-------- Supplied data
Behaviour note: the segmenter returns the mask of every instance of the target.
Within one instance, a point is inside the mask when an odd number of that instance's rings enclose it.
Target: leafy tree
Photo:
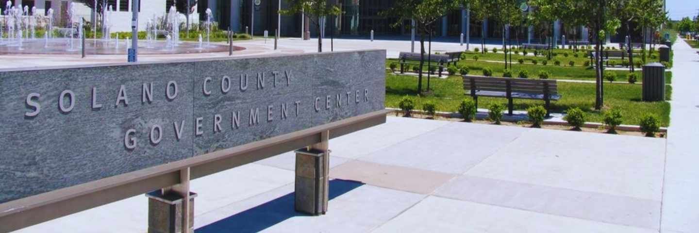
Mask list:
----------------
** Your objective **
Lay out every line of the rows above as a Markdown table with the columns n and Line. Number the non-blank lines in order, skip blank lines, and leave the pictures out of the answer.

** Task solution **
| n | Line |
|---|---|
| 1 | Behaviour note: the segmenter returns the mask of every instance of the target. |
| 2 | Within one instance, a point is inside the mask when an odd number of that instance's rings enclose it. |
| 3 | Target: leafy tree |
| 4 | Photo: |
| 5 | Mask list: |